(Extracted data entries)
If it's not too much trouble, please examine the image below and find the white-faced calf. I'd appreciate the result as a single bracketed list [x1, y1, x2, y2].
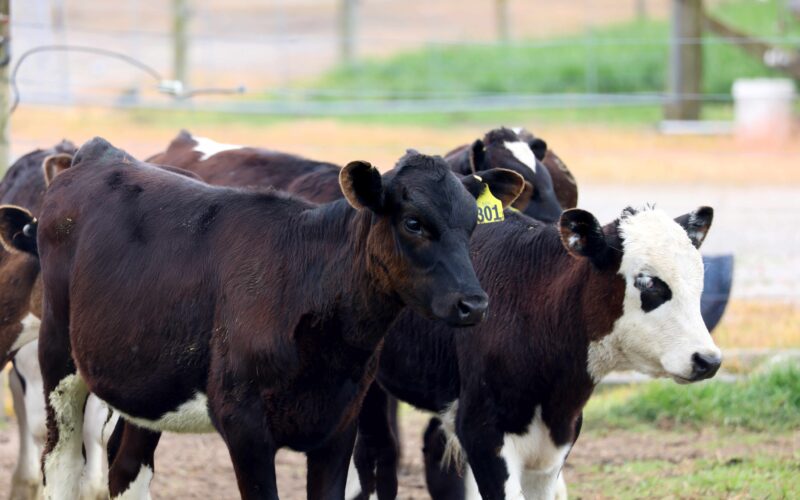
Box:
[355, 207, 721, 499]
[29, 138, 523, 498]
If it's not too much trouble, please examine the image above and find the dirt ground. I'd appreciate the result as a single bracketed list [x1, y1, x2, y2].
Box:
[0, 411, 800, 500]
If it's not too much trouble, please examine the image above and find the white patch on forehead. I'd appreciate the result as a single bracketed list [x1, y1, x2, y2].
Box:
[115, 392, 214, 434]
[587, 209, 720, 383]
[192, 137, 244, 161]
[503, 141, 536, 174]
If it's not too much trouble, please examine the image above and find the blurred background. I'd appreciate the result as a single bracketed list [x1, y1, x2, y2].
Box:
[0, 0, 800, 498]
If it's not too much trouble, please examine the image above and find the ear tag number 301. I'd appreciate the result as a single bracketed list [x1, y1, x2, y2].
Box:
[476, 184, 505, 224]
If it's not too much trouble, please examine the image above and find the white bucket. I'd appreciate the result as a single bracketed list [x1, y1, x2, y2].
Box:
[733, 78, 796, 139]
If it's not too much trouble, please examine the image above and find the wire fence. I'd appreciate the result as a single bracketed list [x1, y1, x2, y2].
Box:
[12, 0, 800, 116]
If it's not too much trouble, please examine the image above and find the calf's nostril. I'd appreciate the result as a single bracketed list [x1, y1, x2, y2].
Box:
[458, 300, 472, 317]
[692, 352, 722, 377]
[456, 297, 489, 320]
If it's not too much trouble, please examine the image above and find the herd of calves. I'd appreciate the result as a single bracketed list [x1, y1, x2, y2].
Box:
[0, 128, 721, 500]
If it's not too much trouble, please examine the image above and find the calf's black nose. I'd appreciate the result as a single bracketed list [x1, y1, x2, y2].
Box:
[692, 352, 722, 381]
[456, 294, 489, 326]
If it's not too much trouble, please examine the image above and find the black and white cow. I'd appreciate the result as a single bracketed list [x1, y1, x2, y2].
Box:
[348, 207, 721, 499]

...

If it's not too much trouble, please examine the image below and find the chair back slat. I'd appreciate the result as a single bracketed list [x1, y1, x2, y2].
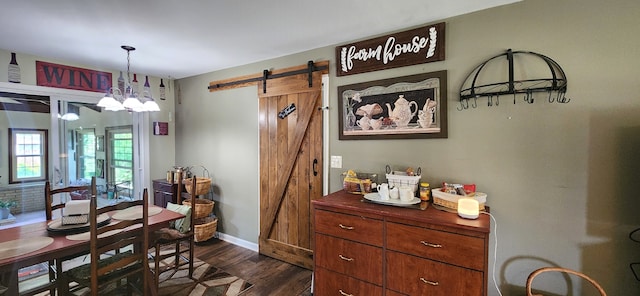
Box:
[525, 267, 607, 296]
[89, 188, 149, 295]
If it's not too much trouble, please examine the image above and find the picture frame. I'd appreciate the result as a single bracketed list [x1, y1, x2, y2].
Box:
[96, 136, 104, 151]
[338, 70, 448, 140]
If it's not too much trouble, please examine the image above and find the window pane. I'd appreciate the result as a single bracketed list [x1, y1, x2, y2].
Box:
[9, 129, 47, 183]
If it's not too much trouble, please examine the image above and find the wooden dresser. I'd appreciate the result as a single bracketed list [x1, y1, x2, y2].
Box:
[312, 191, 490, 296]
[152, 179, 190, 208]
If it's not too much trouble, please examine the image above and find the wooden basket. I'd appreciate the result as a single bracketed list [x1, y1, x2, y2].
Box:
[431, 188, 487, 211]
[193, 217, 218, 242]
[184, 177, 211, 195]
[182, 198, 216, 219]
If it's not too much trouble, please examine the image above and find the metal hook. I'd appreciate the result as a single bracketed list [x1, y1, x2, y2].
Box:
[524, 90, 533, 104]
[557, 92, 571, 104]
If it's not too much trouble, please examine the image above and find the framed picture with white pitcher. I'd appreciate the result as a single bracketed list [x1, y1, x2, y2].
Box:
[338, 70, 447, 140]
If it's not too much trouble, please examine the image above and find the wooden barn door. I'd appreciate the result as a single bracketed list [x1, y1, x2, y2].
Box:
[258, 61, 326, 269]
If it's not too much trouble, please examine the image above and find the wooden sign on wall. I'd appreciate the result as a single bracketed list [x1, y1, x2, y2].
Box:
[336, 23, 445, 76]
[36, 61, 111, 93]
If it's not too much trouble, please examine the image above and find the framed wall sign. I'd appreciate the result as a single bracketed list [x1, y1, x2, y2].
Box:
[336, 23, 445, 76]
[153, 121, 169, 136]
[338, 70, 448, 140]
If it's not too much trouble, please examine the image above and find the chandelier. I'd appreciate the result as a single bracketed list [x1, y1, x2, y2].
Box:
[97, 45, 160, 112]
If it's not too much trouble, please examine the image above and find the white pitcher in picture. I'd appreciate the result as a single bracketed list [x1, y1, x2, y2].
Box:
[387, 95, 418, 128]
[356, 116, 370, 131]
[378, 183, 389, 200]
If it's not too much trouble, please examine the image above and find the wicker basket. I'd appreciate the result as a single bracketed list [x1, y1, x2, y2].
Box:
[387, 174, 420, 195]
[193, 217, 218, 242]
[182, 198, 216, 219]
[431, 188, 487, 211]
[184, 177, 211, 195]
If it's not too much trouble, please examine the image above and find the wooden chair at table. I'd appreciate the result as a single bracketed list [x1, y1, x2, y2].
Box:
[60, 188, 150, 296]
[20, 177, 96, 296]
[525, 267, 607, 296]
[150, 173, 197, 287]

---

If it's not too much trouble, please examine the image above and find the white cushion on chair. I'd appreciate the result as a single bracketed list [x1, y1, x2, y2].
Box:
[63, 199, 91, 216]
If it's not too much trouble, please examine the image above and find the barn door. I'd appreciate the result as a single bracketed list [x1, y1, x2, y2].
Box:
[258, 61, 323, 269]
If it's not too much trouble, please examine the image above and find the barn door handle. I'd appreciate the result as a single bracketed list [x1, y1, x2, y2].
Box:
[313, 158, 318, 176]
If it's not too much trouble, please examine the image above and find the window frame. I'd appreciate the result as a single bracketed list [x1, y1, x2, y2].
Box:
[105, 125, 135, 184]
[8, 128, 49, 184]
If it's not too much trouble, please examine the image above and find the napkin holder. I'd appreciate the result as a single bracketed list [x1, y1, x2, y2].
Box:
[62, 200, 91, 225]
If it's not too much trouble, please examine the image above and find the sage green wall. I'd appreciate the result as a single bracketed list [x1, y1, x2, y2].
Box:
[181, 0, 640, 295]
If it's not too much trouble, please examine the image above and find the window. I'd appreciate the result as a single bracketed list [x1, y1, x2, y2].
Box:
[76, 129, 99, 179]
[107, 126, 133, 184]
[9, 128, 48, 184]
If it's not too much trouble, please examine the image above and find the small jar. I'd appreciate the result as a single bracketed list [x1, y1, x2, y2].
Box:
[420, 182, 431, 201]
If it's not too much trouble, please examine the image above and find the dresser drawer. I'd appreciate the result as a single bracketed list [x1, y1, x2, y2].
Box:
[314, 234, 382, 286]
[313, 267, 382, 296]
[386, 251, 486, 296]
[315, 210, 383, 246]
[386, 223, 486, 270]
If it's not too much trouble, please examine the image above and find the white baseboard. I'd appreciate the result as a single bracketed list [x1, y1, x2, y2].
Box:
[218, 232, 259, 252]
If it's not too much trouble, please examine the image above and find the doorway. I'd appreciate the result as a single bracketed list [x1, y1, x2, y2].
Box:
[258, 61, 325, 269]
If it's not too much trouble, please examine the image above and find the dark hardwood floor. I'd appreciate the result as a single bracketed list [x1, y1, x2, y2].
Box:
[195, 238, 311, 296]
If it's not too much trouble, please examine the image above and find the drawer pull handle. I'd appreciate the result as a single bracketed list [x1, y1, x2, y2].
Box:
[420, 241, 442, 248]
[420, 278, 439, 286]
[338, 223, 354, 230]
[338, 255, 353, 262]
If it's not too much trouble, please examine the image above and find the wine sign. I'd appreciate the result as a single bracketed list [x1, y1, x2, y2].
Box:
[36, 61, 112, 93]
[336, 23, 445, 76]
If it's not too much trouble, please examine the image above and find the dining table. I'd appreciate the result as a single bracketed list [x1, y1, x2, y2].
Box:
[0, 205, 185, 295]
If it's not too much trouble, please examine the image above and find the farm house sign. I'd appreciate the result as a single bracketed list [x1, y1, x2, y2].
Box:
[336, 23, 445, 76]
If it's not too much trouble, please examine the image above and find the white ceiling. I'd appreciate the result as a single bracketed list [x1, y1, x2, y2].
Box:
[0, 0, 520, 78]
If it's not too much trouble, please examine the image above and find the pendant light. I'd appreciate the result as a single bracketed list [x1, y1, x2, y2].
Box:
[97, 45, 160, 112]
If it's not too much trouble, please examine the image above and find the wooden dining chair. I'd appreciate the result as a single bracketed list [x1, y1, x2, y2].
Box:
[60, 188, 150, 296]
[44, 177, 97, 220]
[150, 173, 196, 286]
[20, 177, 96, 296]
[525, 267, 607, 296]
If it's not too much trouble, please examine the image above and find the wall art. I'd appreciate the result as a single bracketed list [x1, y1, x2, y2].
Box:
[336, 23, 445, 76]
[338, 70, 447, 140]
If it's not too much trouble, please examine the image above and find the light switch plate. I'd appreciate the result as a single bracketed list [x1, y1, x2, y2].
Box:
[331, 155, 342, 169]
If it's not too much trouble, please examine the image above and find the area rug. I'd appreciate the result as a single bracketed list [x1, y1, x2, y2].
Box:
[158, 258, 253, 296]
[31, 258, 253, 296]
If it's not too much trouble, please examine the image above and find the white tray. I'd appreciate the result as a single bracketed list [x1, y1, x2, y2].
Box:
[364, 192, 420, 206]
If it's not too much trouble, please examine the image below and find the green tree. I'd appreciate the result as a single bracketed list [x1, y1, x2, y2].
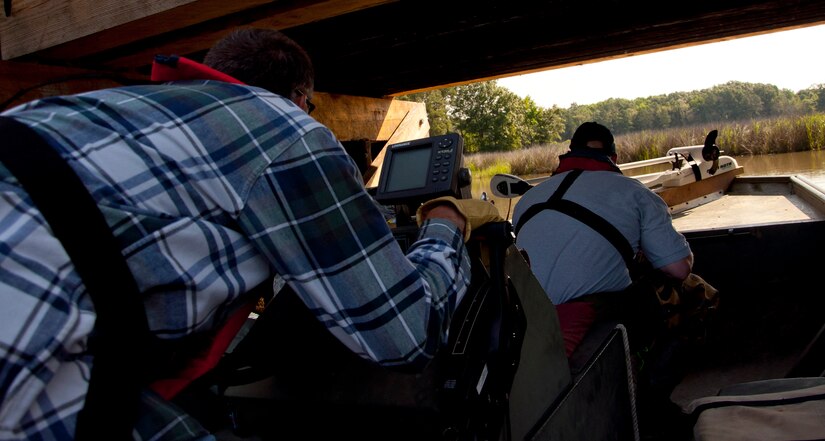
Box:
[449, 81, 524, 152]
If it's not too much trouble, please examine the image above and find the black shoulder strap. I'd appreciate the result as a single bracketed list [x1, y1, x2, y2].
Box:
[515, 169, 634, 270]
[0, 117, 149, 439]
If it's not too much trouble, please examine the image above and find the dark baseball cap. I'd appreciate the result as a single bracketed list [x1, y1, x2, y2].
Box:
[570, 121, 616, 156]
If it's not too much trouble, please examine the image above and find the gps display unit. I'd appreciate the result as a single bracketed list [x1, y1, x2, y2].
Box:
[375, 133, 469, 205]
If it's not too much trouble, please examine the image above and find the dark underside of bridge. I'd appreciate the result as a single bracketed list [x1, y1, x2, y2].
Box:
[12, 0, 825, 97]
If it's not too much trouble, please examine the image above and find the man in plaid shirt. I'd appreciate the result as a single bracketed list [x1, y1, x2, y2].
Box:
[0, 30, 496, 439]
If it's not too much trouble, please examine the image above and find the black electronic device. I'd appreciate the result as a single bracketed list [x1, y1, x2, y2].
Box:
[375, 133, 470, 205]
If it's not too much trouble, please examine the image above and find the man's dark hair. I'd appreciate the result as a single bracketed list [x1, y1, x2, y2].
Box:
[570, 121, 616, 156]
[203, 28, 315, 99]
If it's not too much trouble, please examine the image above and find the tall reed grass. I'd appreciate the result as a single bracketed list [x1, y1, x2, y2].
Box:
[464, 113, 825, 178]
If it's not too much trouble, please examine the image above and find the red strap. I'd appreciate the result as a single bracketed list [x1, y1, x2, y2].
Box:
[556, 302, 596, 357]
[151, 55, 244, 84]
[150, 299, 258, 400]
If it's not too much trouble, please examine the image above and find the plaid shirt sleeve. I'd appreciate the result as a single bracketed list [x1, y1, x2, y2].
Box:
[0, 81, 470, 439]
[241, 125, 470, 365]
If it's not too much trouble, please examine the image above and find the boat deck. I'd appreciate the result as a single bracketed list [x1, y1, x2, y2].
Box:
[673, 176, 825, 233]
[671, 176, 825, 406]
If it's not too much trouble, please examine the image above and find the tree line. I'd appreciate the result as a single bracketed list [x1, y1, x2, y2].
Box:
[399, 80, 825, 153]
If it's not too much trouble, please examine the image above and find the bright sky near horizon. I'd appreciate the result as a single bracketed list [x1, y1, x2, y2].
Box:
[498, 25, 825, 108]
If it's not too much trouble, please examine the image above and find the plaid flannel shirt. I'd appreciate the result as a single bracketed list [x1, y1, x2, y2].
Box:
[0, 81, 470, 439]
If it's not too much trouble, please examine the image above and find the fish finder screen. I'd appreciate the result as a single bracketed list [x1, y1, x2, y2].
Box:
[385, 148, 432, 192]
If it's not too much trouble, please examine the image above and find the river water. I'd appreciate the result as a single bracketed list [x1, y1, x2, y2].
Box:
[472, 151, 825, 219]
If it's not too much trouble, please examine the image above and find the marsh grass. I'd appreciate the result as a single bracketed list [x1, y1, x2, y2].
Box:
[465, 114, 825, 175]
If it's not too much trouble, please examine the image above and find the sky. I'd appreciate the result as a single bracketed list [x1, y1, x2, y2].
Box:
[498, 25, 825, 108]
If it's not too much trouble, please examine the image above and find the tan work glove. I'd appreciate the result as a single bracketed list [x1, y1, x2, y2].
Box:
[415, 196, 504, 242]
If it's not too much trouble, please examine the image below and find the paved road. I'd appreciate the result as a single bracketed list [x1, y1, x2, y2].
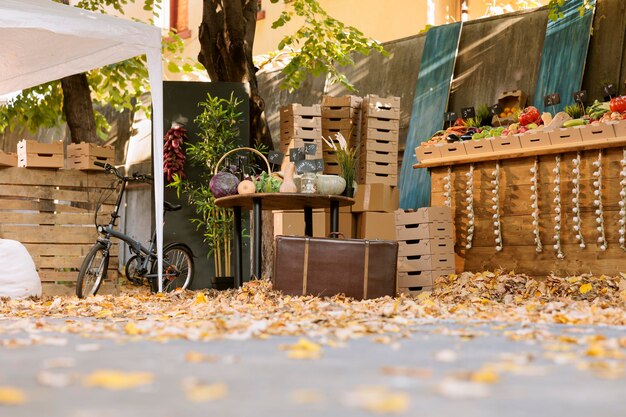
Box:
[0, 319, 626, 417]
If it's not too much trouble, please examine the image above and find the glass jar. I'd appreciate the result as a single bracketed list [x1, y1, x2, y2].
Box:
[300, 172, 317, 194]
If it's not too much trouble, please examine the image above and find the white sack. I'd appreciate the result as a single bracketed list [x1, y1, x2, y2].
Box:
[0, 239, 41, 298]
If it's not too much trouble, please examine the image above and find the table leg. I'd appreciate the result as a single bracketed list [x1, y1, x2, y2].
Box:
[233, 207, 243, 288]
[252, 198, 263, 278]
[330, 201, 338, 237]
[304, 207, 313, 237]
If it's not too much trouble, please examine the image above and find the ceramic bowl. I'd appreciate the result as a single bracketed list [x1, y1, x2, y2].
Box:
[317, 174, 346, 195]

→ YOUR GOAL: Format the stretch of the records that opens with the line containing "find the blurred" and closes with the line containing "[476, 184, 505, 224]" as a Markdown table with the columns No. and Entry. Number each line in order, skip blank lines, and include nothing outside that stretch.

→ SOLUTION TO THE PROBLEM:
| No. | Entry |
|---|---|
| 1 | If it's not too much trouble, please examine the image above and find the blurred background. I'd appreciate the result as a single bracketed list [x1, y1, x2, y2]. |
| 2 | Box: |
| 3 | [0, 0, 800, 498] |
| 4 | If it's not too much trouble, please examine the image above and find the ear tag number 301. I'd appreciate the result as a single bracketed list [x1, y1, x2, y2]. |
| 5 | Box: |
| 6 | [476, 184, 505, 224] |